#### [EXTRACTED TEXT]
- Opening Delimiter -
Endy is also known for his opposition to limited ownership and support of free access to genetic information. He has been one of the early promoters of open source biology, and helped start the Biobricks Foundation, a not-for-profit organization that will work to support open-source biology. He was also a co-founder of the now defunct Codon Devices, a biotechnology startup company that aimed to commercialize synthetic biology.
Thomas Goetz
Thomas Goetz is executive editor of WIRED magazine and author of the book The Decision Tree: Taking Control of Your Health in the New Era of Personalized Medicine. Since Goetz joined WIRED in 2001, the magazine has been nominated for 18 National Magazine awards and has won nine times, including the top award for General Excellence three times. His cover stories at WIRED have been selected for both the Best American Science Writing and the Best Technology Writing anthologies. Before joining WIRED, Goetz held posts at the Village Voice, then at the Wall Street Journal, and The Industry Standard.
Tim Hubbard
Tim Hubbard graduated with a BA in Biochemistry from University of Cambridge in 1985 and a PhD in Protein Design from the Department of Crystallography, Birkbeck College, London in 1988.
- Closing Delimiter -
#### [TASKS TO CARRY OUT]
a) In the biographical sketches, list every publication where Thomas Goetz held a post before he joined WIRED.
b) Continue the biographical sketches from the end of the sentence about Tim Hubbard's PhD.

#### [STORED DATA]
- Opening Delimiter -
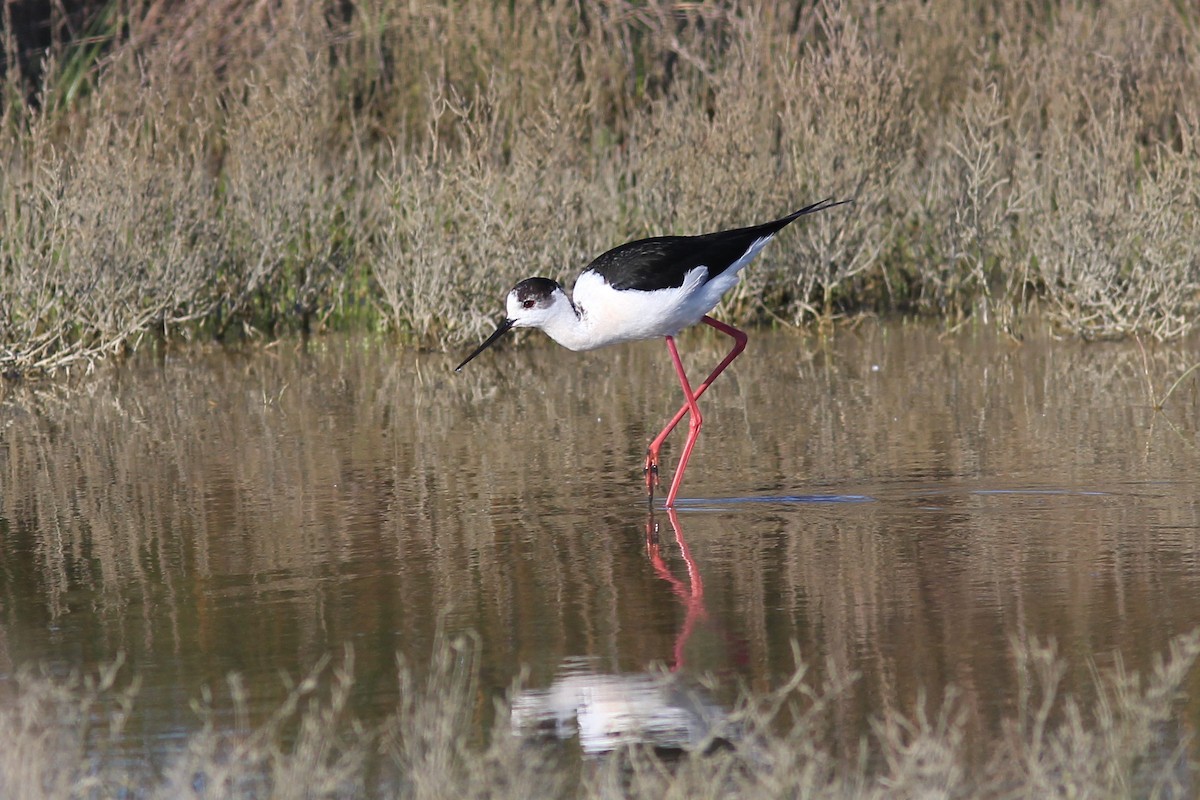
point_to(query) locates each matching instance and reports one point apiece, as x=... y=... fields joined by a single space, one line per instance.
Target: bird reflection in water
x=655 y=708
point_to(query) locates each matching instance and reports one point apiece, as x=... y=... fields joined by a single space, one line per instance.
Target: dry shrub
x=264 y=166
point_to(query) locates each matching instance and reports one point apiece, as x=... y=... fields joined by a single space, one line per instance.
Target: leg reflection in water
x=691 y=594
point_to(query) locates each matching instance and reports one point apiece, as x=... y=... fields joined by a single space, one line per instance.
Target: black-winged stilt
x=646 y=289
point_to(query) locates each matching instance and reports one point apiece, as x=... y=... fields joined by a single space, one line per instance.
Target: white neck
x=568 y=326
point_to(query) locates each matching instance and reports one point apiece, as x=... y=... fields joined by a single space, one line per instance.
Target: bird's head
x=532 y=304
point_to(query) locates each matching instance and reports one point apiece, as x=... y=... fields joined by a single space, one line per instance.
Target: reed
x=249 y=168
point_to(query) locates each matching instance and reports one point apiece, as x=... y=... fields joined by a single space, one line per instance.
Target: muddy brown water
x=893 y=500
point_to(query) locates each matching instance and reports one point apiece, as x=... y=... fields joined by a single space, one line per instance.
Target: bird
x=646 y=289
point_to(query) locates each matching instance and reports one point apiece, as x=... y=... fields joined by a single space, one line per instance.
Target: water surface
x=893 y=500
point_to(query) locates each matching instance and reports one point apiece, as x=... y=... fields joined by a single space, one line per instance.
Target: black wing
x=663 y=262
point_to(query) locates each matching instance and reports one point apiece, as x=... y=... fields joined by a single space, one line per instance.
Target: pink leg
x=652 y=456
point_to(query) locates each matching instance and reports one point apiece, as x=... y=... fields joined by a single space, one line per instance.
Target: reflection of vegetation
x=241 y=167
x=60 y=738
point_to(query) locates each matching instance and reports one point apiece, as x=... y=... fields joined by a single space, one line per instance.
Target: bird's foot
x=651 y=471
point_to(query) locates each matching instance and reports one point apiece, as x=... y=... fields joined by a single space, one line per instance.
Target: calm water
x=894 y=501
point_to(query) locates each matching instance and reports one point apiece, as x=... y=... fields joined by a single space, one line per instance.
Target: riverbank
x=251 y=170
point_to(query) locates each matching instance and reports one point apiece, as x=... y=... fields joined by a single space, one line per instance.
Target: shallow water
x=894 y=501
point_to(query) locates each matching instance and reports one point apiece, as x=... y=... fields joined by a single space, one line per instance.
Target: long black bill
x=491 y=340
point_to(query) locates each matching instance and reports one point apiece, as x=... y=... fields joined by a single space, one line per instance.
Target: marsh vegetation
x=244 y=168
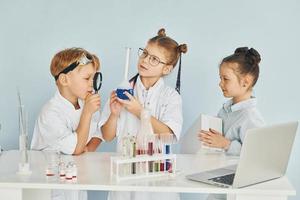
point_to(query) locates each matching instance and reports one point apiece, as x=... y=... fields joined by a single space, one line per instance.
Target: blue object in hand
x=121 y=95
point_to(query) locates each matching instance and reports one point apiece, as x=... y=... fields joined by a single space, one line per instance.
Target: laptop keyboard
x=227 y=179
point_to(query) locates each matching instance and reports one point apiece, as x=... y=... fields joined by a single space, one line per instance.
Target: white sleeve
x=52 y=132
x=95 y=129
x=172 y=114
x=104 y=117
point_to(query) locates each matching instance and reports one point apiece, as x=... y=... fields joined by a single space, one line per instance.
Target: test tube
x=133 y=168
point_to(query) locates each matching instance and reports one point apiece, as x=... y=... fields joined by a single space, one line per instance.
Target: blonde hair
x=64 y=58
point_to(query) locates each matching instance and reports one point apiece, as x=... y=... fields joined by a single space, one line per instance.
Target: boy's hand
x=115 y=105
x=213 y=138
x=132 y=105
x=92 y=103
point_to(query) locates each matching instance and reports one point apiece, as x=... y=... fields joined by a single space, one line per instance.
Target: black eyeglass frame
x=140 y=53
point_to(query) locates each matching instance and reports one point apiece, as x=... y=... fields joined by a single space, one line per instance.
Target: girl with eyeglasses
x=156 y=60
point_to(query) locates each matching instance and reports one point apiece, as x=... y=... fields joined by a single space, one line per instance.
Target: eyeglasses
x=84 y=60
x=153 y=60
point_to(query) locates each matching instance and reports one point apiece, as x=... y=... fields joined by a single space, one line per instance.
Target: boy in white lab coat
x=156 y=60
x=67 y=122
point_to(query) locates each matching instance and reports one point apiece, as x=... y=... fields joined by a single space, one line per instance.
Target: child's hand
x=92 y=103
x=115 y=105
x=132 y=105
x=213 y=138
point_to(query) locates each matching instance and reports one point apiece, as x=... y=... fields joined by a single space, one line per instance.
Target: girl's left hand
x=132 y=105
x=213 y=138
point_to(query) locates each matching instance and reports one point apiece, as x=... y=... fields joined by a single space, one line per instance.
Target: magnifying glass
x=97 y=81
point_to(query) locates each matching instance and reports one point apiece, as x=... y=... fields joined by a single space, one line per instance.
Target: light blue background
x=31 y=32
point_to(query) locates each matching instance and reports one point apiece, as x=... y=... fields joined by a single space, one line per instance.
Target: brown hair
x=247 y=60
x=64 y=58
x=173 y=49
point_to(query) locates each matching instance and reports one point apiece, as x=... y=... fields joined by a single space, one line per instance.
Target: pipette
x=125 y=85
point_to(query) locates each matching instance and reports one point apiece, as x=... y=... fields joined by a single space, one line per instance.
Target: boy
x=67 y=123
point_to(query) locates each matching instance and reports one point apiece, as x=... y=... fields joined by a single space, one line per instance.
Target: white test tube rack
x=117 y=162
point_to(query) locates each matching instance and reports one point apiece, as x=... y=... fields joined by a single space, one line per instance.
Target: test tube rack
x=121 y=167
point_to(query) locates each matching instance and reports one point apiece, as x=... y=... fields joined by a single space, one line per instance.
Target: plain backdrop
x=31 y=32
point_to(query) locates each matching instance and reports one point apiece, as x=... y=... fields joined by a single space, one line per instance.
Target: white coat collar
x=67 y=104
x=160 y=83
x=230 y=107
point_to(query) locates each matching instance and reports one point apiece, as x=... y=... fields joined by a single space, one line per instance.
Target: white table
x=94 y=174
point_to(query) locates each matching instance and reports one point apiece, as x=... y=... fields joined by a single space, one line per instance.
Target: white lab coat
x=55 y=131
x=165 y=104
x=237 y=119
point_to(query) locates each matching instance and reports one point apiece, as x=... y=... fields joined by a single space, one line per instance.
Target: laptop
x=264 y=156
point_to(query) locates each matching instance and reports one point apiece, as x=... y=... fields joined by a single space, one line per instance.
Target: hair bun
- Closing Delimiter -
#### [ANSWERS BY ITEM NUMBER]
a) Village Voice, Wall Street Journal, The Industry Standard

b)
At the Sanger Institute Hubbard was a member of the strategy group that organized the sequencing of the human genome as part of the international public consortium. During this time he built up groups to analyze and annotate the sequences of vertebrate genomes. In 1999 he developed an automatic annotation system and starting applying it in real time to sequence output of the human genome project. This evolved into the Ensembl project with Michele Clamp and Ewan Birney from the European Bioinformatics Institute (EBI), which now provides annotation to more than 40 genomes. In parallel, the HAVANA group have carried out large scale manual annotation of human, mouse and zebrafish genomes.
Since 2007 Hubbard has been the principal investigator of GENCODE, a scale up programme of the ENCODE project, which brings together HAVANA, Ensembl and seven external groups to generate the reference geneset for the human genome. He is also the Sanger Institute principal investigator of the Genome Reference Consortium, which is responsible for reference genome sequences of human and mouse.
Alexander Wait Zaranek
Alexander Zaranek has been director of informatics at the Personal Genome Project since 2005. The PGP is the only project worldwide that provides "open-access" to well integrated human tissue-samples, genetic data and phenotype data. They were one of the first users of CC0. The commitment to openness has also led to his longtime collaboration on the Polonator which is the only open-innovation instrument platform for DNA sequencing. The Polonator, and related technologies, is part of the revolution that brought DNA sequencing costs down by 10,000-fold in the last four years. More recently it has also served as a platform for synthetic chemistry and cell biology in the same open device. Finally, along with his colleagues at the PGP, Zaranek has spearheaded an open clinical genome sequence interpretation and evidence database.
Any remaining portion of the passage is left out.